THE DATA >>
*** Block opens ***
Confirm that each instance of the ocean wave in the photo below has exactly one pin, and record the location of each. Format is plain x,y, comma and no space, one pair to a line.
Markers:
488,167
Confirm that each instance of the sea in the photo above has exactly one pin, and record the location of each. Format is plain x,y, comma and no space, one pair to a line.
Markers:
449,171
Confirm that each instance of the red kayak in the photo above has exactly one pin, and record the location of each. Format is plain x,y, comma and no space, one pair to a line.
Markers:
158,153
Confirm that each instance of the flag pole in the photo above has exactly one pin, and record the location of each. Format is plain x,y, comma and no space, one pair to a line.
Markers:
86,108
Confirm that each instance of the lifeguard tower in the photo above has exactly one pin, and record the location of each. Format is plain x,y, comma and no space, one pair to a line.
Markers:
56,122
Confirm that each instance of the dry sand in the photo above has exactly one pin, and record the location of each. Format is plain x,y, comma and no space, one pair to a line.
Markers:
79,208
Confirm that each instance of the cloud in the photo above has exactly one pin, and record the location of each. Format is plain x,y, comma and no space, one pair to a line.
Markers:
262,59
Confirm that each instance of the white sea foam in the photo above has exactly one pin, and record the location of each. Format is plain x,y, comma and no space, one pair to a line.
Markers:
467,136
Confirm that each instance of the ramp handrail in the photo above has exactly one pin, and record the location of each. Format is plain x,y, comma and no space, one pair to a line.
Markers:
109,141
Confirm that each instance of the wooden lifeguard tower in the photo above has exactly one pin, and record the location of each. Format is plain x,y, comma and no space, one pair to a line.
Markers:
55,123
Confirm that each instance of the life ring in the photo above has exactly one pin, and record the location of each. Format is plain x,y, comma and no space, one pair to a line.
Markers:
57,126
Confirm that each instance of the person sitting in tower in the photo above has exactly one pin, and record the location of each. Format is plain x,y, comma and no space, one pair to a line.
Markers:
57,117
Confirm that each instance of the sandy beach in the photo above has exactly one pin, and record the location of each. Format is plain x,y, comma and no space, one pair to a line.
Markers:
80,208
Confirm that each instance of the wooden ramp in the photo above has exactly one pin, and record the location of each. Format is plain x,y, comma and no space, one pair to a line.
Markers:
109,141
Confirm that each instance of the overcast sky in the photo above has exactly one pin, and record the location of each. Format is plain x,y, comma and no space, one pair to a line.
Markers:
*** Block closes ***
Return the data above in full, keeping each line exactly as it stands.

RESPONSE BELOW >>
Confirm that each instance of the ocean wave in the photo below has exactly one pin, and record the location of each. Format is plain x,y, comma and no space, one pair to a line.
Markers:
488,167
Confirm that each instance of the sea in the photo above has exactly one pin, and record the location of each. Format is plain x,y, comma and no space, one pair to a line.
Markers:
449,171
Confirm that each instance of the red kayak in the photo above has exactly one pin, and record the location of each. Format is plain x,y, comma and no space, one pair to a line.
Markers:
158,153
Confirm that each instance of the flag pole in the photo above has exactly one pin, and record the location of each. Format is plain x,y, comma and no space, one pair to a line.
Markers:
86,108
Confirm that each instance of the lifeguard tower in the photo above has exactly one pin, and record the location of each. Format is plain x,y, comma and no space, one pair to a line.
Markers:
56,122
Confirm that each instance of the dry sand in the photo above has exactly one pin, and record the location of each. Format is plain x,y, comma and no space, one pair to a line.
Markers:
79,208
Confirm that each instance of the cloud in the photo above has exactly one pin, and record the location of each. Format is plain x,y, comma and no space, one pair to a line.
Markers:
262,59
Confirm that each instance of the white sea foam in the photo above has exactly one pin, and record the location of each. Format is plain x,y, comma and no space, one pair to a line.
Markers:
467,136
Confirm that each instance of the ramp handrail in the photo above has exactly one pin, and record the location of each. Format is plain x,y, comma and no space, one pair to a line.
Markers:
109,141
Confirm that each instance of the wooden lifeguard tower in the photo above has exactly one pin, and record the location of each. Format is plain x,y, comma and no space, one pair to a line.
Markers:
55,123
Confirm that each instance of the life ring in the photo above has exactly one pin, and record the location of each. Format is plain x,y, comma and no space, one pair to a line.
Markers:
57,126
Confirm that each instance of the person sitting in tower in the photo above has exactly one pin, and record the location of each. Format is plain x,y, comma and no space, one pair to a line.
Markers:
57,117
Confirm that each instance of the sandy beach in the photo above has exactly one pin, and record the location of each. Format is plain x,y, comma and no space, one pair to a line.
Markers:
80,208
Confirm that each instance of the wooden ramp in the photo above has exactly one pin, and record the location of each. Format is plain x,y, comma and no space, one pair to a line.
Markers:
109,141
Confirm that each instance of the overcast sky in the photo above has exactly one pin, and record the location of each. Format is plain x,y, comma and no space, one pair to a line.
Markers:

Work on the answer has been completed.